***** Information shown
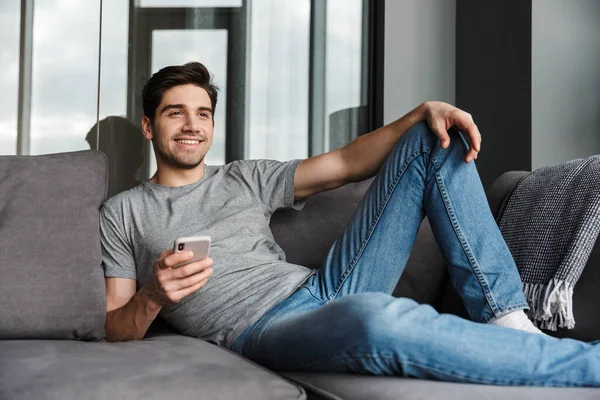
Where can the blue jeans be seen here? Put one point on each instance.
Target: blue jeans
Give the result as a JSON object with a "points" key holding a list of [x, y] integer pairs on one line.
{"points": [[344, 318]]}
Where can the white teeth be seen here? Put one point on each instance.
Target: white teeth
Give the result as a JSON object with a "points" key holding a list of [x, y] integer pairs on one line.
{"points": [[188, 141]]}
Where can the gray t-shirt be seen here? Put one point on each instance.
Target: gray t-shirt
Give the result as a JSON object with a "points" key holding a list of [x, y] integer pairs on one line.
{"points": [[232, 204]]}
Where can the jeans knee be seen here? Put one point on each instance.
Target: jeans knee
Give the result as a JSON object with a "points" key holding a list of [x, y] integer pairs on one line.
{"points": [[378, 318]]}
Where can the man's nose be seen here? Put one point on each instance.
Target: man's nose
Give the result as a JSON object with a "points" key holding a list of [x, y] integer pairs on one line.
{"points": [[192, 124]]}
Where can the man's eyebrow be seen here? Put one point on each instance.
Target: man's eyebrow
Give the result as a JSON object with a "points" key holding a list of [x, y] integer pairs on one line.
{"points": [[209, 109], [181, 106], [171, 107]]}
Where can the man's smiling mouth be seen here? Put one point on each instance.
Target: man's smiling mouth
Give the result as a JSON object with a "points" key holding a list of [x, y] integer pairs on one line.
{"points": [[187, 141]]}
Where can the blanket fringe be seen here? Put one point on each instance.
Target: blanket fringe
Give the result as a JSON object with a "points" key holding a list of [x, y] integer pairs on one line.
{"points": [[551, 304]]}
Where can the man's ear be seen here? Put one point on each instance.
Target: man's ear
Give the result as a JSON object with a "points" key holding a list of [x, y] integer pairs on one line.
{"points": [[147, 128]]}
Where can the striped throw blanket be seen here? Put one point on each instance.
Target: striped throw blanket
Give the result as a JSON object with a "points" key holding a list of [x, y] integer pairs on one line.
{"points": [[550, 221]]}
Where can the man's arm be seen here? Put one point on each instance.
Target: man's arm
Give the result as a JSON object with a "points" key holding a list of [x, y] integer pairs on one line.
{"points": [[362, 158], [129, 314]]}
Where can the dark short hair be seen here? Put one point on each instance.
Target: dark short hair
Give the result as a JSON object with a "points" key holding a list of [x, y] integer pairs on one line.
{"points": [[193, 73]]}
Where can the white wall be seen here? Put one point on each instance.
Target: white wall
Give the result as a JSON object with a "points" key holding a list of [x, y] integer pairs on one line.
{"points": [[565, 80], [419, 54]]}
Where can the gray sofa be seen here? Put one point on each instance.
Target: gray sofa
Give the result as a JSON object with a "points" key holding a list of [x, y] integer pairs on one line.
{"points": [[52, 302]]}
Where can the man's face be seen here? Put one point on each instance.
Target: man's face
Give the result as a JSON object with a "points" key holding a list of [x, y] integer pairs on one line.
{"points": [[183, 128]]}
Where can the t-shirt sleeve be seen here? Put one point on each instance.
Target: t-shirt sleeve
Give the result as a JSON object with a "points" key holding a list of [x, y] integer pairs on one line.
{"points": [[117, 253], [274, 183]]}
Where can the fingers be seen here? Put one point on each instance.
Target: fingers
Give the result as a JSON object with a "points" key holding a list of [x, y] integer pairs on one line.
{"points": [[192, 268], [176, 258], [464, 122], [439, 128]]}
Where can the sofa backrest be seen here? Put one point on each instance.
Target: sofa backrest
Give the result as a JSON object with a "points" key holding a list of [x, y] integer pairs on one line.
{"points": [[586, 295], [307, 235], [52, 283]]}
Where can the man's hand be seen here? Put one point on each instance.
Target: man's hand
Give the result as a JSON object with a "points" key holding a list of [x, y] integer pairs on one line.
{"points": [[169, 285], [442, 116]]}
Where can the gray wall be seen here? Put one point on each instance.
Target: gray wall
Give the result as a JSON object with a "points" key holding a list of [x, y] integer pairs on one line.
{"points": [[493, 81], [565, 80], [419, 54]]}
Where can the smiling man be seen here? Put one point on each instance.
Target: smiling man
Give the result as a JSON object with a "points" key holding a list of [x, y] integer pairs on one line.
{"points": [[341, 318]]}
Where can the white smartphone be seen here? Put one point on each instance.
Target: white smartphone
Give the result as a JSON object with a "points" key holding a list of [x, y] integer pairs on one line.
{"points": [[199, 245]]}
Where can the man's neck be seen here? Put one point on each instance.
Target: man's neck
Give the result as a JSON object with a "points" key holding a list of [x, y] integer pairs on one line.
{"points": [[172, 177]]}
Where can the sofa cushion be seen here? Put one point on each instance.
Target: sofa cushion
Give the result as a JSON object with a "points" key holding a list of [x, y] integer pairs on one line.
{"points": [[586, 295], [162, 367], [52, 282], [360, 387]]}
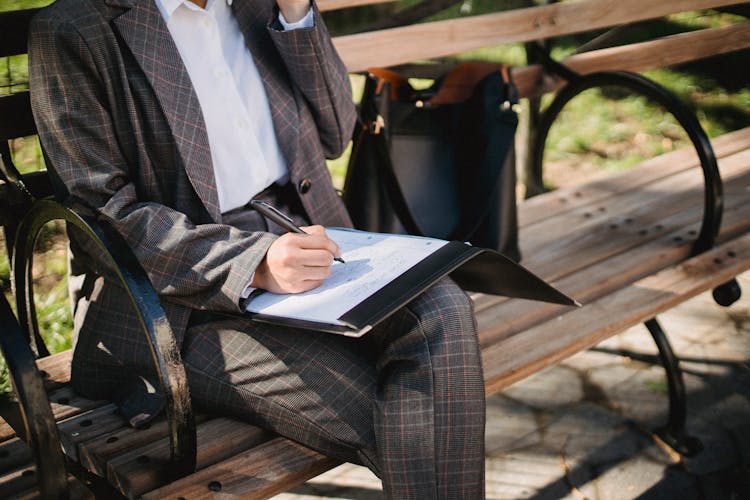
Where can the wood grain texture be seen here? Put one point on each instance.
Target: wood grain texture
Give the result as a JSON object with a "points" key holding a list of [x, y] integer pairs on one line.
**********
--- Given instruction ---
Copy out, word for word, the stretch from the line containing "Where can the white smartphone" through the end of the entries, omitting the pictures.

--- Written answer ---
Where can the white smartphone be seen here? Put one point on each instance.
Target: white smartphone
Give the result as a JSON object with a "points" key holding a list of [x, y] integer pairs on one line.
{"points": [[199, 245]]}
Where can the man's neck be seen here? Put one point on each instance.
Target: man's neck
Give the result as a JSON object with a "points" key holding a list of [x, y] integer pairs on one line.
{"points": [[172, 177]]}
Where can the sofa cushion be seen here? Put one point on each instance.
Target: sofa cushion
Give the result as a JSON object with a "points" key holding a list of [x, y] integer pairs on one line.
{"points": [[586, 295], [162, 367], [52, 282], [360, 387]]}
Where can the wood grain texture be seen here? Put one point on each instance.
Target: wood grain texture
Give the result as a JSON object with a "points" key holding a list of [x, y] integer pairs on one line.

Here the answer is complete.